Exercise requirements. Would you retype the records below exactly as they appear?
-- Opening Marker --
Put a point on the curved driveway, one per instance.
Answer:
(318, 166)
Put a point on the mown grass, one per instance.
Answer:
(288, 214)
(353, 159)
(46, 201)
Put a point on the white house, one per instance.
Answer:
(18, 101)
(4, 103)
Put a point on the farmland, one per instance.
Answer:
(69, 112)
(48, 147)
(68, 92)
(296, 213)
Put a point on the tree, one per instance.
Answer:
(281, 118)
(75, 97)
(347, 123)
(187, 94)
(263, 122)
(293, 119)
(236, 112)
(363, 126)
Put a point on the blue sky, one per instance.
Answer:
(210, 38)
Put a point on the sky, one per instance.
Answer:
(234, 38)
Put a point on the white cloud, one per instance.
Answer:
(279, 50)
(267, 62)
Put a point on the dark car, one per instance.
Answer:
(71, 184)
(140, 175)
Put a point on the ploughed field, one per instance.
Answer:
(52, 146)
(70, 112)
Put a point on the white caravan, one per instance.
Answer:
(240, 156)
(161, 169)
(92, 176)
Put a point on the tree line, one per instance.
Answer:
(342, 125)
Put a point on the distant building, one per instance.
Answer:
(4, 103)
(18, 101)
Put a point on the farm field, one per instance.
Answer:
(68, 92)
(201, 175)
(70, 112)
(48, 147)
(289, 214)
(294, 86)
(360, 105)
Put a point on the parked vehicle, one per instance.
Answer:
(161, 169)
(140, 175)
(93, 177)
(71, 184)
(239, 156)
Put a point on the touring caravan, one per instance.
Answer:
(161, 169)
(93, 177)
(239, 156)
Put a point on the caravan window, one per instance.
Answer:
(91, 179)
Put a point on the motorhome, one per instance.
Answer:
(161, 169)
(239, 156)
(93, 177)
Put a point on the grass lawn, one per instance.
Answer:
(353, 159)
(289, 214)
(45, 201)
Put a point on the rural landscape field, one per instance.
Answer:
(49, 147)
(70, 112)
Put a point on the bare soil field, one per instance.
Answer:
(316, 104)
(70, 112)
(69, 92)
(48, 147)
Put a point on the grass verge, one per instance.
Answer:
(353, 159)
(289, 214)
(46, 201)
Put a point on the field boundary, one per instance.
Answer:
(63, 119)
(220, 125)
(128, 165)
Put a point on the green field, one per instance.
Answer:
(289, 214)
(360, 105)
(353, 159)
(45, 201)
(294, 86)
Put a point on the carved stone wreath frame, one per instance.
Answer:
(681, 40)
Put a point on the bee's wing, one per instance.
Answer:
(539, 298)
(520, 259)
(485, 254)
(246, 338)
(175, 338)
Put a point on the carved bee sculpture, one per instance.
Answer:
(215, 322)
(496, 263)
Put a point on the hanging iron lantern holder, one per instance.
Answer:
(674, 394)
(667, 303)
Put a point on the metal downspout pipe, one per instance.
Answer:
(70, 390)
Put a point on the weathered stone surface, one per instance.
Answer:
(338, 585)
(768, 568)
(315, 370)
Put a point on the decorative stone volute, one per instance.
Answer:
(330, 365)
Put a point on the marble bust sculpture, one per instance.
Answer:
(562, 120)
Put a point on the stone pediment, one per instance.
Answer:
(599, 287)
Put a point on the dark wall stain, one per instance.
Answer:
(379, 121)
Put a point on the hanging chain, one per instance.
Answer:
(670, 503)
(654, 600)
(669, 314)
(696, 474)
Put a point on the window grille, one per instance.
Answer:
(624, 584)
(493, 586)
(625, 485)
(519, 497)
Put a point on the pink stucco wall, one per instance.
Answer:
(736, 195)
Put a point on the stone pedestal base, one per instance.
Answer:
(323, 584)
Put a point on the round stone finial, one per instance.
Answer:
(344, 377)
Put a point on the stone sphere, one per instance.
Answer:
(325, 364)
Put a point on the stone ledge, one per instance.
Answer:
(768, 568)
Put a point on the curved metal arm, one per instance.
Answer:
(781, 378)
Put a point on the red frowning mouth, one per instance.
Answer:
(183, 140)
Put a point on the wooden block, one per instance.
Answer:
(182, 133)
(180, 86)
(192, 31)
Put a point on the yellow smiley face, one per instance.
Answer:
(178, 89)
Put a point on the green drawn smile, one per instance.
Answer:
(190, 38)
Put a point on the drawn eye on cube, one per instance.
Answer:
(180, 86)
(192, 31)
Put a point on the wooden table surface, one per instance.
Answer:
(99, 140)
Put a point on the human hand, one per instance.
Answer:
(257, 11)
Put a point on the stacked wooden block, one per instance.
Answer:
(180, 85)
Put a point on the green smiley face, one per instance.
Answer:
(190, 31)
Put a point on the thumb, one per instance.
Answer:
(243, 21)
-- Closing Marker --
Solution to the exercise.
Put a point on the curved driveway, one per instance.
Answer:
(318, 166)
Put a point on the mown grass, one per instance.
Answer:
(288, 214)
(353, 159)
(46, 201)
Put a point on the white house, one per instance.
Answer:
(18, 101)
(4, 103)
Put a point on the farmland, one per instance.
Answer:
(69, 112)
(48, 147)
(68, 92)
(296, 213)
Put a point on the tree, one per instance.
Answer:
(281, 118)
(75, 97)
(347, 123)
(187, 94)
(263, 122)
(293, 119)
(236, 112)
(363, 126)
Put a point on the blue sky, one per instance.
Answer:
(210, 38)
Put a point on the sky, one per instance.
Answer:
(234, 38)
Put a point on the white cloud, one per instance.
Answer:
(279, 50)
(267, 62)
Put a point on the dark car, one per instance.
Answer:
(71, 184)
(140, 175)
Put a point on the ploughed field, one per instance.
Answer:
(52, 146)
(70, 112)
Put a point on the white caravan, one per instance.
Answer:
(240, 156)
(161, 169)
(92, 176)
Put a point on the tree line, one per instance.
Answer:
(342, 125)
Put a point on the distant building, one per instance.
Answer:
(4, 103)
(18, 101)
Put a point on the farm field, one per instance.
Answer:
(68, 92)
(201, 175)
(70, 112)
(48, 147)
(289, 214)
(294, 86)
(360, 105)
Put a point on the parked vehicle, one per instance.
Answer:
(161, 169)
(140, 175)
(93, 177)
(71, 184)
(239, 156)
Put a point on the touring caravan, one per instance.
Answer:
(161, 169)
(93, 177)
(239, 156)
Put a point on the caravan window, one per instance.
Answer:
(91, 179)
Put a point on the motorhome, one per instance.
Answer:
(161, 169)
(239, 156)
(93, 177)
Put a point on the grass lawn, one per instance.
Answer:
(353, 159)
(289, 214)
(45, 201)
Put a point on the rural landscape field, one per instance.
Answer:
(49, 147)
(70, 112)
Put a point on the bare soil field, one per instance.
Answer:
(316, 104)
(70, 112)
(69, 92)
(48, 147)
Put a point on the grass verge, one per instance.
Answer:
(353, 159)
(289, 214)
(46, 201)
Put a point on the field boundary, one per instance.
Answer:
(63, 119)
(220, 125)
(128, 165)
Put a point on the green field, one per instance.
Answer:
(289, 214)
(360, 105)
(353, 159)
(45, 201)
(294, 86)
Put a point on the carved stone wreath frame, one per instance.
Answer:
(681, 40)
Put a point on the bee's wing, one per instance.
Answer:
(539, 298)
(520, 259)
(485, 254)
(246, 338)
(175, 338)
Put a point on the carved bee sculpture, one per instance.
Answer:
(215, 322)
(496, 263)
Put a point on the hanging iron lantern holder, one per instance.
Answer:
(674, 394)
(667, 303)
Put a point on the metal downspout pipe, one per instance.
Answer:
(70, 390)
Put a point on the weathered stone surface, one per instance.
Answer:
(338, 585)
(768, 568)
(315, 370)
Put a point on the decorative stone volute, one per instance.
Answer:
(330, 365)
Put a point on the marble bust sculpture, one per instance.
Answer:
(562, 120)
Put a point on the stone pediment, one per instance.
Answer:
(599, 287)
Put a point on the dark wall stain, one per instance.
Answer:
(379, 121)
Put a point on the hanging chain, one per instance.
Answer:
(670, 503)
(654, 600)
(669, 314)
(696, 474)
Put a point on the window grille, one per instance.
Answer:
(624, 584)
(493, 586)
(625, 485)
(519, 497)
Put a point on the pink stucco wall, one per instance.
Answer:
(736, 195)
Put a point on the stone pedestal base, one per instance.
Answer:
(323, 584)
Put a point on the round stone finial, one per instance.
Answer:
(344, 377)
Put a point on the stone sphere, one per instance.
Answer:
(325, 364)
Put a point on the stone ledge, one per instance.
Answer:
(768, 568)
Put a point on the curved metal arm, one per instance.
Answer:
(781, 378)
Put a point on the red frowning mouth, one per instance.
Answer:
(183, 140)
Put a point on the wooden block, one per instance.
Answer:
(182, 133)
(180, 86)
(192, 31)
Put a point on the yellow smiley face, one per instance.
Answer:
(178, 89)
Put a point on the green drawn smile, one per instance.
Answer:
(190, 38)
Put a point on the drawn eye on cube, one per instance.
Answer:
(180, 86)
(192, 31)
Put a point on the wooden table surface, one per instance.
Answer:
(99, 140)
Put a point on the human hand, one per instance.
Answer:
(257, 11)
Put a point on the stacked wooden block, one per instance.
Answer:
(180, 85)
Put a point on the green smiley face, one per instance.
Answer:
(190, 31)
Put a point on the thumb, one per instance.
Answer:
(243, 21)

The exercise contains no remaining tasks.